• **REQUEST A**:
Substitute "summary note" for "explanatory note" in the media note below, then give its passage from "Case Number: CCT155/19" up to and including "Act) on 1 January 2013.".

• **SOURCE**:
** START **
South Africa: Chisuse and Others v Director-General, Department of Home Affairs and Another

Published: 13/Feb/2020
Source: Constitutional Court of South Africa

Case Number: CCT155/19
Hearing Date: 13 February 2020
[judgment reserved]


The following explanatory note is provided to assist the media in reporting this case and is not binding on the Constitutional Court or any member of the Court.

On Thursday, 13 February 2020 at 10h00, the Constitutional Court will hear an application for the confirmation of an order of constitutional invalidity made by the High Court of South Africa, Gauteng Division, Pretoria (High Court).  The High Court declared sections 2(1)(a) and (b) of the South African Citizenship Act 88 of 1995 as amended (the 1995 Act) unconstitutional and invalid to the extent that it fails to recognise citizenship acquired by descent in terms of the previous legislation, before the date of commencement of the current South African Citizenship Amendment Act 17 of 2010 (the current Act) on 1 January 2013.

South Africa has had a number of citizenship legislation, and each has imposed different legal implications.  In terms of the South African Citizenship Act 44 of 1949 (the 1949 Act) a child born outside South Africa acquired citizenship if the child’s father was a South African citizen.  If the child’s parents were not married, the child acquired citizenship if the mother was a South African citizen.  The South African Citizenship Amendment Act 70 of 1991 (the 1991 Amendment Act) to the 1949 Act stipulated that any person born outside South Africa after 1949 to a South African parent, whether or not the parents were married, and who subsequently registers their birth, is a South African citizen.  This was referred to as citizenship “by descent”.  The 1995 Act preserved the citizenship of anyone who was a citizen by descent before it came into force.  In terms of the 1995 Act, citizenship by descent was acquired only after registration of birth, but registration could be done at a later stage.  The 1995 Act was then amended by the current Act which came into effect on 1 January 2013 and which is the subject of this application before the Constitutional Court.  In terms of the current Act, registration is no longer a requirement to acquire citizenship.

The applicants are a group of individuals who were each born outside of South Africa to a South African parent before the impugned current Act came into force.  At the time the current Act came into effect, they had yet to register their births in terms of previous legislation.  The applicants claim that the provisions of section 2(1) of the current Act deprive them of their citizenship.  The first respondent is the Director-General for the Department of Home Affairs, the functionary responsible for registering births, entering people onto the population register and assigning identity numbers.  The second respondent is the Minister of Home Affairs, the member of the Executive responsible for the administration of the relevant statutes in these proceedings.

On 23 September 2016, the applicants filed an application before the High Court requesting that an order be made to the effect that the impugned provisions be declared unconstitutional and invalid for depriving the applicants and other people in a similar situation of their citizenship and that a reading-in be made to cure the constitutional defect.  The matter was due to be heard by the High Court on 9 May 2017.  The respondents had not filed an answering affidavit and the High Court postponed the application and ordered the respondents to serve and file an affidavit within twenty days from the issuing of the order.  The respondents failed to submit the affidavit as required.  Two years later, the application was finally set down for hearing on 22 May 2019.  On the day of the hearing, the respondents’ request for a postponement to file the belated affidavit was refused and the High Court heard the application unopposed.  The High Court declared sections 2(1)(a) and (b) of the current Act unconstitutional and remedied the subsections through a reading-in of the words “or by descent” and “or was” respectively, to cater for citizenship acquired by descent in terms of the 1995 Act.  The High Court also made a declaratory order that four of the applicants are South African citizens and issued further directions to the first respondent.
** END **
• **REQUEST B**:
Show every line of the rows beneath that contains the string "wispy", treating uppercase and lowercase letters as distinct.

• **ITEMS**:
** START **
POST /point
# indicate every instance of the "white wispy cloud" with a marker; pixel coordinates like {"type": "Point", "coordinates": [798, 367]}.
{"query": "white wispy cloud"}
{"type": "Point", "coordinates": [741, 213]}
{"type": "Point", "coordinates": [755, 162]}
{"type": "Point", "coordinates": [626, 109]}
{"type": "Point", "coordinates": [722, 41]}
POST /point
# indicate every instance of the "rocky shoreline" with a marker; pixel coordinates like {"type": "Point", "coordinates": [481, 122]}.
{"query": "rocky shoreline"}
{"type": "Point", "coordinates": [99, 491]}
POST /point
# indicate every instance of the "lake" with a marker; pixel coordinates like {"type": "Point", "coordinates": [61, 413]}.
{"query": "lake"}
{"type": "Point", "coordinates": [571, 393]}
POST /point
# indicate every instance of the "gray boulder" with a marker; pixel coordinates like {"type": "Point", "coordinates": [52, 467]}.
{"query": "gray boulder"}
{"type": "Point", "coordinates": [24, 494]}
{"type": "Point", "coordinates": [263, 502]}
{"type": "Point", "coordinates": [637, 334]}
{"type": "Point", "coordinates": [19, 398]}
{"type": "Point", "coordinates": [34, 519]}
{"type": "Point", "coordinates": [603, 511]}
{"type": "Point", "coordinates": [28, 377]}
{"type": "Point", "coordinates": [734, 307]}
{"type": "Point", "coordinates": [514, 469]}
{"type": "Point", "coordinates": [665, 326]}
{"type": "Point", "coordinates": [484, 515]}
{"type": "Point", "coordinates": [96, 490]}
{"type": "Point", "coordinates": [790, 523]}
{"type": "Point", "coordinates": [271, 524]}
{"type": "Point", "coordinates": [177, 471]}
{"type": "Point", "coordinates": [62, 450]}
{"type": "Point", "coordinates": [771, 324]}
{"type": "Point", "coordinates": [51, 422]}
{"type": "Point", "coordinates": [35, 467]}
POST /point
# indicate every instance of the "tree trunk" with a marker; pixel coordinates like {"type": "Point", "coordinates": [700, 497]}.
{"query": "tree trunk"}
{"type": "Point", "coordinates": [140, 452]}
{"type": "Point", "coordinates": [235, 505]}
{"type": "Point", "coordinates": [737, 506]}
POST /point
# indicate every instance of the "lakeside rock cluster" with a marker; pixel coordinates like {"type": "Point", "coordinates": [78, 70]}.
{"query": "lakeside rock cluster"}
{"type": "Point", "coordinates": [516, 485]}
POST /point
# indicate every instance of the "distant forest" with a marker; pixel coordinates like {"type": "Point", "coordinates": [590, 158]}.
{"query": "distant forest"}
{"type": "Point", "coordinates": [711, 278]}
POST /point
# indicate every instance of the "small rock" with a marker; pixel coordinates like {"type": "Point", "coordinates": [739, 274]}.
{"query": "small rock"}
** END **
• **TASK SOLUTION A**:
Case Number: CCT155/19
Hearing Date: 13 February 2020
[judgment reserved]


The following summary note is provided to assist the media in reporting this case and is not binding on the Constitutional Court or any member of the Court.

On Thursday, 13 February 2020 at 10h00, the Constitutional Court will hear an application for the confirmation of an order of constitutional invalidity made by the High Court of South Africa, Gauteng Division, Pretoria (High Court).  The High Court declared sections 2(1)(a) and (b) of the South African Citizenship Act 88 of 1995 as amended (the 1995 Act) unconstitutional and invalid to the extent that it fails to recognise citizenship acquired by descent in terms of the previous legislation, before the date of commencement of the current South African Citizenship Amendment Act 17 of 2010 (the current Act) on 1 January 2013.

• **TASK SOLUTION B**:
# indicate every instance of the "white wispy cloud" with a marker; pixel coordinates like {"type": "Point", "coordinates": [798, 367]}.
{"query": "white wispy cloud"}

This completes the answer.